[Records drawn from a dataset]

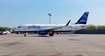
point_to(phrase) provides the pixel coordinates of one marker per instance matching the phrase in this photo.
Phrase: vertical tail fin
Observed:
(83, 19)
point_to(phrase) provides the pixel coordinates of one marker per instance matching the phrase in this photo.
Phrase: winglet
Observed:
(68, 23)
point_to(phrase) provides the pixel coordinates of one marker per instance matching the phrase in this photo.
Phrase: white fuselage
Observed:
(37, 27)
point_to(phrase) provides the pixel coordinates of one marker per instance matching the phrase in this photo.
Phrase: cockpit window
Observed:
(19, 26)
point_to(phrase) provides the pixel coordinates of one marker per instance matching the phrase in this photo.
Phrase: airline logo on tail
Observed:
(83, 19)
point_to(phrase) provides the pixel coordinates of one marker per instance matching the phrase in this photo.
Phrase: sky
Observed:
(17, 12)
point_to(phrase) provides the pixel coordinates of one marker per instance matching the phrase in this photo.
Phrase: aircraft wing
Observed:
(52, 29)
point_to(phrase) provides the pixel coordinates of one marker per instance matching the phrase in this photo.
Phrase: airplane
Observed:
(44, 29)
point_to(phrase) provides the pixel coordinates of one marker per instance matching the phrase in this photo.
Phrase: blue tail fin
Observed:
(83, 19)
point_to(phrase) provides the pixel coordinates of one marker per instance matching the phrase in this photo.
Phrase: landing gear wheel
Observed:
(51, 34)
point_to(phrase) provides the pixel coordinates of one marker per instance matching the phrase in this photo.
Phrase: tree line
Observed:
(4, 28)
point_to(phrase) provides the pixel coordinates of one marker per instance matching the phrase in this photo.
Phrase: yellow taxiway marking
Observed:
(5, 39)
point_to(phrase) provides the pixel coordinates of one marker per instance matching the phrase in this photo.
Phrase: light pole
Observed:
(49, 18)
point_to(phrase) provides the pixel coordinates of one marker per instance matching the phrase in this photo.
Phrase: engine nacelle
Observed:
(42, 32)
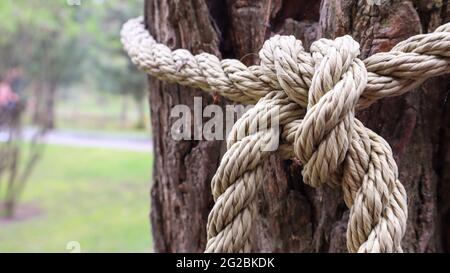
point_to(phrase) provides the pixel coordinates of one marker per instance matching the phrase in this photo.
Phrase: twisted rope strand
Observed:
(314, 96)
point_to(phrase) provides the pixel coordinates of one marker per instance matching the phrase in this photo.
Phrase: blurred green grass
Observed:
(104, 112)
(97, 197)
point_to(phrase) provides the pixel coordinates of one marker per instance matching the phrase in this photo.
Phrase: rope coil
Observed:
(316, 95)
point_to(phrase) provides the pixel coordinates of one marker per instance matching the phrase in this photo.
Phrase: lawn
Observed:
(97, 197)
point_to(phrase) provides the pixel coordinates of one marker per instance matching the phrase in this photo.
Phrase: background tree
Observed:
(294, 217)
(56, 47)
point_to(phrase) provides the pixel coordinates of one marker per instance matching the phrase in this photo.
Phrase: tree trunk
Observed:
(292, 216)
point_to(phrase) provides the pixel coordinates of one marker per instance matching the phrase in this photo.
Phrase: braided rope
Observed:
(315, 96)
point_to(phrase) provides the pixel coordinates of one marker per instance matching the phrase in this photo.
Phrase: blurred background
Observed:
(75, 148)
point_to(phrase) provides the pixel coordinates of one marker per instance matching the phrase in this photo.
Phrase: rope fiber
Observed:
(316, 95)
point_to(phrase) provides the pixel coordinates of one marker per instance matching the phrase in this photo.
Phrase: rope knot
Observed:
(328, 83)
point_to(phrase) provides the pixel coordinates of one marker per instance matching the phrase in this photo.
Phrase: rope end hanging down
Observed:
(316, 95)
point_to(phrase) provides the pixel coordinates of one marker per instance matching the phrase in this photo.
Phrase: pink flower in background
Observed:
(7, 95)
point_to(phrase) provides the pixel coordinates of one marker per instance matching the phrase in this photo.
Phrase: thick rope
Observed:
(315, 96)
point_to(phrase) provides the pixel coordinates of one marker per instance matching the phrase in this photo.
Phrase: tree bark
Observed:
(293, 217)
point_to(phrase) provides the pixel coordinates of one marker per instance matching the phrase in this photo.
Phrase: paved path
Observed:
(136, 143)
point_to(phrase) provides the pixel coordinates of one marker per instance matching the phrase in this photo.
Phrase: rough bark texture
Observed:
(292, 216)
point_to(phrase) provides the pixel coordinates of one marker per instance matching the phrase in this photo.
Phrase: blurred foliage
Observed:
(58, 44)
(95, 196)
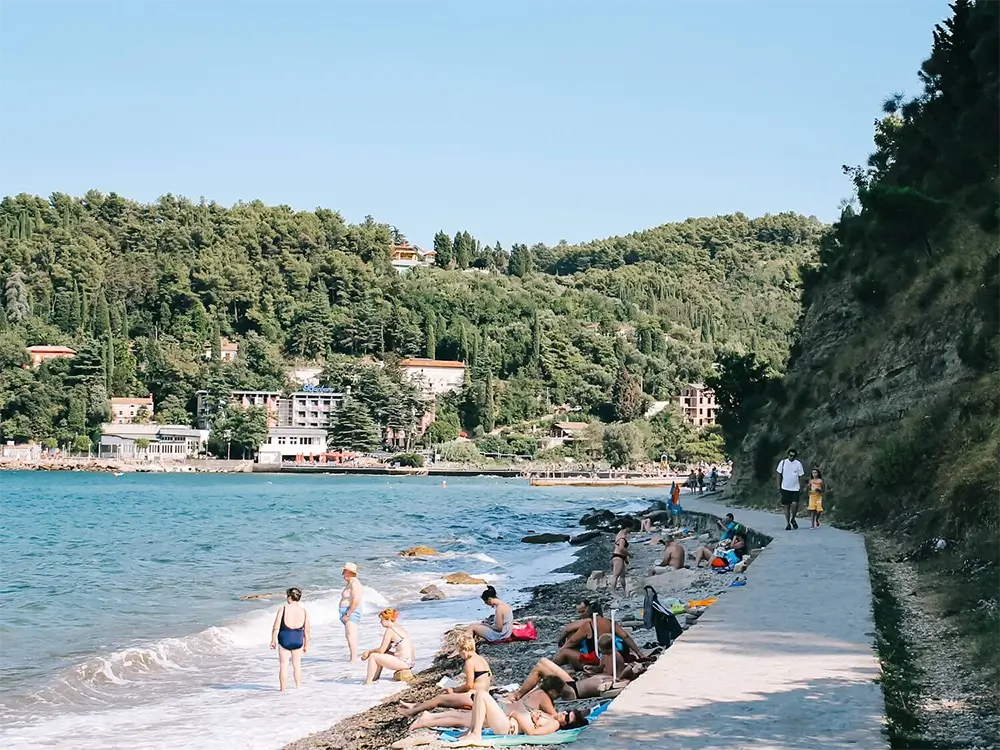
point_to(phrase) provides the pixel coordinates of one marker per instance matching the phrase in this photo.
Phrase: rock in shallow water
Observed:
(545, 538)
(462, 579)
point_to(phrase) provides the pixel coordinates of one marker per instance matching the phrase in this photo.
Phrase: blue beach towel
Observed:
(556, 738)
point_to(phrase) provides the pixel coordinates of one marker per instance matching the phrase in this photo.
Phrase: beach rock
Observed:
(462, 579)
(418, 551)
(584, 537)
(431, 593)
(596, 518)
(545, 538)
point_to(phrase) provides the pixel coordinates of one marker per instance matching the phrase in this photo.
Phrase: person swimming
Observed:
(478, 676)
(290, 636)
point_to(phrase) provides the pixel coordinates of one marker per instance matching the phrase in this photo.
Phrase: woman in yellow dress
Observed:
(816, 496)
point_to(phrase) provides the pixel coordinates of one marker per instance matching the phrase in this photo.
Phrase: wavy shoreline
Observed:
(551, 606)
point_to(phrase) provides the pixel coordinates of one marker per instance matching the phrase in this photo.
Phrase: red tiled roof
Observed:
(422, 362)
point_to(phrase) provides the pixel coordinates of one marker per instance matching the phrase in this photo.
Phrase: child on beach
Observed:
(350, 608)
(478, 676)
(290, 636)
(815, 496)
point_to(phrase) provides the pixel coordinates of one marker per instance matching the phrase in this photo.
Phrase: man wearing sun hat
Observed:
(350, 607)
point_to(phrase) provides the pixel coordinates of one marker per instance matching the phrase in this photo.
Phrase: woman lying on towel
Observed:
(487, 714)
(478, 677)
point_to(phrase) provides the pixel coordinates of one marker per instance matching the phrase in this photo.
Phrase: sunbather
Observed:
(580, 650)
(714, 560)
(478, 676)
(597, 686)
(674, 555)
(487, 713)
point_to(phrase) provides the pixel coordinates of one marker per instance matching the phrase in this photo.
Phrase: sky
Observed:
(519, 121)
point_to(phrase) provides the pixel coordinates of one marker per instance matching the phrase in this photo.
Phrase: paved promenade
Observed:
(784, 662)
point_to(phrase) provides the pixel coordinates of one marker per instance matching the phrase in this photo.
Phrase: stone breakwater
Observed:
(550, 608)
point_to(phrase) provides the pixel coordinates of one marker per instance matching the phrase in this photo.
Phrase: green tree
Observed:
(172, 411)
(520, 261)
(102, 315)
(626, 445)
(430, 337)
(353, 428)
(740, 384)
(17, 303)
(627, 399)
(443, 249)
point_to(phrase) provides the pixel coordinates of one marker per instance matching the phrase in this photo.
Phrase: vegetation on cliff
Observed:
(141, 290)
(893, 383)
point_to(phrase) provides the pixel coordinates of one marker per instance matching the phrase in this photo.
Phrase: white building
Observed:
(288, 443)
(160, 442)
(434, 376)
(310, 407)
(124, 410)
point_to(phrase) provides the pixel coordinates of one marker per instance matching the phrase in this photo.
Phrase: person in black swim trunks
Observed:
(478, 676)
(619, 557)
(290, 636)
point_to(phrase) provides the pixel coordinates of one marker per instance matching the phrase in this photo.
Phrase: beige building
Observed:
(697, 405)
(124, 410)
(434, 376)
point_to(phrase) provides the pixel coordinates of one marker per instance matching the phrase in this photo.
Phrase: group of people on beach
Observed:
(591, 645)
(789, 474)
(290, 633)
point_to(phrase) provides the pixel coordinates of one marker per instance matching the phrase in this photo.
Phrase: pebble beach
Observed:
(550, 608)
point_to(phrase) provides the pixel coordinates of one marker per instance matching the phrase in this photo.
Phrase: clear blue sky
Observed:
(520, 121)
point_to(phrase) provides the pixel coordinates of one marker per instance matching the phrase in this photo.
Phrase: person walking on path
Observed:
(816, 496)
(290, 636)
(789, 476)
(350, 608)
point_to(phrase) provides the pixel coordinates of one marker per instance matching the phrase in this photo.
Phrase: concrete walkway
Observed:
(783, 662)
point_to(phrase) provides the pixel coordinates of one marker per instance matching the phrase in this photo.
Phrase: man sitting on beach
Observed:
(673, 556)
(580, 649)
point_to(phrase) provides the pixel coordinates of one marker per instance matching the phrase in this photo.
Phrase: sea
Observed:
(121, 618)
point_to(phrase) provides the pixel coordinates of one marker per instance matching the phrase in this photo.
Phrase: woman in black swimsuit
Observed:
(290, 635)
(478, 676)
(619, 557)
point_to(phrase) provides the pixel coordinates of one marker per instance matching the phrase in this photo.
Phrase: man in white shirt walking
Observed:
(789, 475)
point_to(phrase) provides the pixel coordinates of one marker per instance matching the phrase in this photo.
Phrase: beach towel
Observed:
(516, 740)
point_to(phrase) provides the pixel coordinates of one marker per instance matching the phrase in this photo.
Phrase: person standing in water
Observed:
(350, 608)
(816, 496)
(395, 652)
(290, 635)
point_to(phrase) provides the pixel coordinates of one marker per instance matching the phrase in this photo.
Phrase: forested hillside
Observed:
(893, 384)
(140, 289)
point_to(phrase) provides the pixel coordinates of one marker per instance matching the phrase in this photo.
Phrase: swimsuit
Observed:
(394, 645)
(291, 639)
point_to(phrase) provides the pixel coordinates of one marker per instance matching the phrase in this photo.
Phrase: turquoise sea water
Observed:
(122, 624)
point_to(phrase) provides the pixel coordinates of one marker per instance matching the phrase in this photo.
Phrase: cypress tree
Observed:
(430, 337)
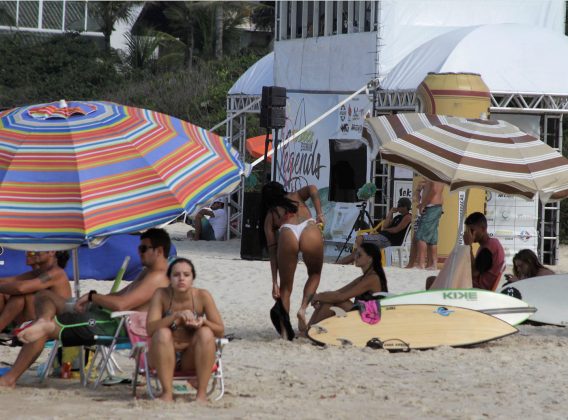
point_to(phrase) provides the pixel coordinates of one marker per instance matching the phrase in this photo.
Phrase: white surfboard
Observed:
(549, 294)
(405, 327)
(506, 308)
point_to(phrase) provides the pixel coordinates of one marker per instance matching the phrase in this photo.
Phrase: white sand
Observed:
(268, 378)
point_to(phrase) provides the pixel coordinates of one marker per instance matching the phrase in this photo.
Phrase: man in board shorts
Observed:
(92, 310)
(430, 210)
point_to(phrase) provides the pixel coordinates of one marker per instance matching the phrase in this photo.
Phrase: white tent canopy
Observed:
(258, 75)
(509, 57)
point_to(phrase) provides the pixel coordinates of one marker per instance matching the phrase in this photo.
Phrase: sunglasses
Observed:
(143, 248)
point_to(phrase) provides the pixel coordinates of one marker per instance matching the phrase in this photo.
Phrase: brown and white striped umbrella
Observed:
(465, 153)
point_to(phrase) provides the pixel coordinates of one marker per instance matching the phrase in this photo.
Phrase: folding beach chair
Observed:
(135, 324)
(104, 346)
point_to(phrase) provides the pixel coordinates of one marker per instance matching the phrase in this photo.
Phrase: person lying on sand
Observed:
(183, 322)
(80, 326)
(373, 280)
(17, 292)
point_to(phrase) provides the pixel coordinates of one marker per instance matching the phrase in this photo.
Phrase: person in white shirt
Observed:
(213, 227)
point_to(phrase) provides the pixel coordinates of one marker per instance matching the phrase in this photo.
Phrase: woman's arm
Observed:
(155, 321)
(212, 318)
(312, 193)
(355, 288)
(30, 284)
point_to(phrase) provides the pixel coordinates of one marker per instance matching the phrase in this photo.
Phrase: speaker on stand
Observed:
(272, 117)
(253, 244)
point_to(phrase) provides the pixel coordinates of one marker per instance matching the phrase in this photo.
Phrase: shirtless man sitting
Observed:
(79, 327)
(17, 292)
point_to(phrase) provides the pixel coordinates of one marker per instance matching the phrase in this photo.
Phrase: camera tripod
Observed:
(359, 223)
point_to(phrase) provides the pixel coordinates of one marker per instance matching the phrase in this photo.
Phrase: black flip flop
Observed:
(275, 317)
(284, 317)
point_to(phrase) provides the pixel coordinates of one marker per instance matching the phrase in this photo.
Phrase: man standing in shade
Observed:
(430, 211)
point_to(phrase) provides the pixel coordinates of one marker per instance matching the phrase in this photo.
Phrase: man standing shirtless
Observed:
(430, 210)
(80, 327)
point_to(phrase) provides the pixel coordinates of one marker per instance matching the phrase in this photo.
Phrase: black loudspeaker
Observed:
(252, 240)
(273, 107)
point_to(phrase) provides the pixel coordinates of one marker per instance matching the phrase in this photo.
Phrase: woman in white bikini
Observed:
(183, 322)
(289, 228)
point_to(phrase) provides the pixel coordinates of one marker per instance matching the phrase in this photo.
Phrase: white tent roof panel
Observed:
(258, 75)
(509, 57)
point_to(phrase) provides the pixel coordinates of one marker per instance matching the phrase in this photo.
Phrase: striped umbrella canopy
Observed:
(465, 153)
(73, 172)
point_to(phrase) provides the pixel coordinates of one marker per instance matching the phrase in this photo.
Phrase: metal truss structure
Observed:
(501, 102)
(238, 106)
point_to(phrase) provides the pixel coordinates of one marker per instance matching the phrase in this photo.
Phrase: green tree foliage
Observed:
(62, 67)
(197, 95)
(108, 14)
(263, 15)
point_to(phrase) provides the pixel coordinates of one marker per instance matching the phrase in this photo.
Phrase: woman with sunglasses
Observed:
(183, 322)
(17, 292)
(364, 287)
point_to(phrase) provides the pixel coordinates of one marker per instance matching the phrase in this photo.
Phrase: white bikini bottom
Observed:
(297, 229)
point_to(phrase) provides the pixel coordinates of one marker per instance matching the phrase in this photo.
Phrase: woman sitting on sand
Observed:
(373, 280)
(527, 265)
(183, 321)
(289, 228)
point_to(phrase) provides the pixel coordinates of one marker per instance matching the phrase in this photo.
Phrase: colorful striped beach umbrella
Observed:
(465, 153)
(71, 173)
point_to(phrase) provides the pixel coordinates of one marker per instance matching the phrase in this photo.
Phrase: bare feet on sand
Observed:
(40, 328)
(302, 324)
(6, 383)
(167, 397)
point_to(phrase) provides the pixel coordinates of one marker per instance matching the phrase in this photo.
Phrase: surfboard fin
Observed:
(338, 312)
(344, 341)
(319, 330)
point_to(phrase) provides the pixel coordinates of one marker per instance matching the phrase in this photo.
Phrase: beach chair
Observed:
(104, 346)
(135, 324)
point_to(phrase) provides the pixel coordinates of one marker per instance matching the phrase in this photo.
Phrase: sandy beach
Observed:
(268, 378)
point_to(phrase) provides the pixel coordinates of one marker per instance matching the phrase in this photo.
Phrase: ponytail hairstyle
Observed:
(62, 258)
(274, 195)
(373, 251)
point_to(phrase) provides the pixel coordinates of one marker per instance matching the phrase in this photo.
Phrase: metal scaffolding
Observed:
(238, 106)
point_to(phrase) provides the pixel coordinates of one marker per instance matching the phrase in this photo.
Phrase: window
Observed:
(52, 15)
(75, 16)
(28, 14)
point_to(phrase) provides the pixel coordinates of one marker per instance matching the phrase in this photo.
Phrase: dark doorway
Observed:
(348, 169)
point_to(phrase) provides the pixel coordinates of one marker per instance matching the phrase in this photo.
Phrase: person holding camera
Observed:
(392, 232)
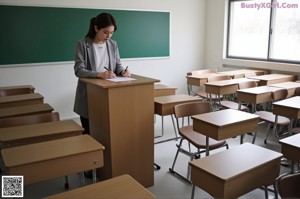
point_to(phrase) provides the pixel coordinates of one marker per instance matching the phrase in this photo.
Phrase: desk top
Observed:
(206, 75)
(228, 82)
(258, 90)
(293, 102)
(287, 85)
(175, 99)
(293, 140)
(162, 87)
(25, 110)
(120, 187)
(64, 147)
(225, 117)
(249, 157)
(243, 72)
(37, 130)
(138, 80)
(23, 97)
(274, 78)
(18, 87)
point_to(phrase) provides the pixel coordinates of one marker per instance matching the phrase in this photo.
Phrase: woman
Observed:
(96, 56)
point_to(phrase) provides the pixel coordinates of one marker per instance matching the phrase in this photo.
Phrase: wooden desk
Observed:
(52, 159)
(164, 106)
(121, 118)
(273, 79)
(224, 87)
(290, 86)
(25, 110)
(200, 80)
(21, 100)
(236, 171)
(289, 108)
(256, 95)
(120, 187)
(16, 90)
(290, 147)
(163, 90)
(28, 134)
(224, 124)
(243, 72)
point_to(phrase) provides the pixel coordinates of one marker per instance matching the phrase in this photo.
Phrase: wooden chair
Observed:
(187, 133)
(212, 97)
(272, 119)
(234, 104)
(198, 72)
(288, 185)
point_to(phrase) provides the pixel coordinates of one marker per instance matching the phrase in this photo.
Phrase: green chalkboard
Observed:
(49, 34)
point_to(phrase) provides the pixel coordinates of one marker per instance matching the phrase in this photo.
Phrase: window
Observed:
(267, 30)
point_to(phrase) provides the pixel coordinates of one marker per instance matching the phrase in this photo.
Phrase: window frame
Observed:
(268, 58)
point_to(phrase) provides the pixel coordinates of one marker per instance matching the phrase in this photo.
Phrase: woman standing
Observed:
(96, 56)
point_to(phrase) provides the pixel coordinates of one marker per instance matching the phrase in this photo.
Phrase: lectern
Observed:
(121, 119)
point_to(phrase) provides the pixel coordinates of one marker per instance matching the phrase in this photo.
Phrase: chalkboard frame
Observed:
(33, 35)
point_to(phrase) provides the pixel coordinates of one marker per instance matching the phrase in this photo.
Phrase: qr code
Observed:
(12, 186)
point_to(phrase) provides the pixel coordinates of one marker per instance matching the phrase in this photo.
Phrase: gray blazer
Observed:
(85, 67)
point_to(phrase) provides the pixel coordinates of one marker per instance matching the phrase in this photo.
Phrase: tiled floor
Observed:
(166, 185)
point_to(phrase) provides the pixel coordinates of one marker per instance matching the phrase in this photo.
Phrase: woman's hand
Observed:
(106, 75)
(125, 73)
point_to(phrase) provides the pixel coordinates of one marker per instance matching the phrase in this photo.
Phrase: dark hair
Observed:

=== Your assignment ===
Report how many lines of the entries above contain "blurred", and give no other output.

=== Solution to the exercise ===
3